» **Short task**: Reproduce the material in full, unchanged.

╭──

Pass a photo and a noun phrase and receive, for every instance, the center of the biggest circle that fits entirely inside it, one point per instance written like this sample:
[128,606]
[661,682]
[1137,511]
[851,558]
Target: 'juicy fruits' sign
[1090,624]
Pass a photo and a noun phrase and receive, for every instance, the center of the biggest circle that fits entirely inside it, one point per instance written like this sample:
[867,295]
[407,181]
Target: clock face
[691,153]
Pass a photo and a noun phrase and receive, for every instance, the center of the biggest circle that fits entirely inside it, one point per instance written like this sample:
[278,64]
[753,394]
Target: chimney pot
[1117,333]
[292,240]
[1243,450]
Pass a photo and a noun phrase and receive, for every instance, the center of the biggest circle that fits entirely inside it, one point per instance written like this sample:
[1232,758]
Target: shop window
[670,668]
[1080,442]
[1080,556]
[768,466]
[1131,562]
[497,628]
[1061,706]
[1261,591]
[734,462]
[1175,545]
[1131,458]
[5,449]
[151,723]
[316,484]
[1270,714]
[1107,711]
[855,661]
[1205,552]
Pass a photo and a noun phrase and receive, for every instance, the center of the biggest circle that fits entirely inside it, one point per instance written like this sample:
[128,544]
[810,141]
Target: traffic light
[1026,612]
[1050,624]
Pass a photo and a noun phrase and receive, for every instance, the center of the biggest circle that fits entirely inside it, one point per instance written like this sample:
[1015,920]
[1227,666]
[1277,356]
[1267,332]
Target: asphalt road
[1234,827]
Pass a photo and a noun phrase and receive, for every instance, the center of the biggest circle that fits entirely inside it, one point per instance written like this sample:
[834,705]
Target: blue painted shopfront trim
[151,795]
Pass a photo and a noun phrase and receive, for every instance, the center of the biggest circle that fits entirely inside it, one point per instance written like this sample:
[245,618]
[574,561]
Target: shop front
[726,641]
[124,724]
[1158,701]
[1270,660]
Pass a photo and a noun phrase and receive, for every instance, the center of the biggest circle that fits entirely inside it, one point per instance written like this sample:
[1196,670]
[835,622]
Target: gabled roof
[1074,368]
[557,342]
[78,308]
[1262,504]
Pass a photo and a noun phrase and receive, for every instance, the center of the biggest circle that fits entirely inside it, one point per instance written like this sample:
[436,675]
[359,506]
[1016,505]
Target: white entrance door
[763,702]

╰──

» **Written response**:
Pass a photo and a noun phrase and receive, for every instance, the center of the biggest circle that fits entirely inside it, one point per instance written like this sample:
[128,606]
[661,682]
[1137,511]
[851,558]
Target: 'juicy fruits' sign
[1090,624]
Pass a photo and a noun phrase and receive, for every instance, the center of the biggest circle that fits entirely inside it, one point per instance written like this sample:
[867,295]
[407,181]
Target: clock face
[691,153]
Pass a photo and a noun phrase and receive, for every instance, the center of the biggest circle that fits entirely inside it, one point per instance written like this sample:
[278,64]
[753,394]
Target: chimney pot
[1117,333]
[292,240]
[1243,450]
Pass a photo and a noun phrase and receive, for every instance, the center of the biggest circle that fits entirely inside it, one point per instance written like this sample:
[1232,758]
Target: shop window
[670,668]
[1080,442]
[1080,556]
[768,466]
[1131,562]
[497,628]
[1061,706]
[1261,591]
[734,462]
[1175,545]
[1131,458]
[5,449]
[151,723]
[316,484]
[1270,714]
[1107,711]
[855,661]
[1205,552]
Pass a photo and a noun phrase and receive, for every instance, the center of the biggest circle that fits entirely inside it, one point per instance written like this sample:
[128,544]
[810,141]
Target: traffic light
[1026,612]
[1050,624]
Pass a photo and a noun phrase and receive, for every instance, the center of the biggest circle that fits entirely inside it, one point per instance written like this sample:
[1015,920]
[1227,666]
[1277,356]
[1267,332]
Target: asphalt road
[1234,827]
Pass a photo and a noun phrase and receive, for every instance, the center of the biggest circle that fits entirely inside it, one point per instance written like this sample:
[834,705]
Target: blue painted shopfront trim
[151,795]
Pass a photo and a noun phrase and receive, for every instance, the center of the biggest circle that fits entirely inside it, one point per instance written like this sample:
[245,618]
[574,561]
Target: shop front
[726,641]
[124,724]
[1158,701]
[1270,660]
Pass a photo and a noun phrase and receive, for every instance, the center of the biggest circle that fits entirely inside it, one point per instance written like this sample:
[1196,670]
[835,622]
Target: gabled roof
[1074,368]
[557,342]
[78,308]
[1262,504]
Pass a photo and a noun phrase and receive, for every instance, the center of the biggest circle that fits entirely inside it, one point per instance written like this sample:
[436,675]
[359,506]
[1016,505]
Target: white entrance door
[763,702]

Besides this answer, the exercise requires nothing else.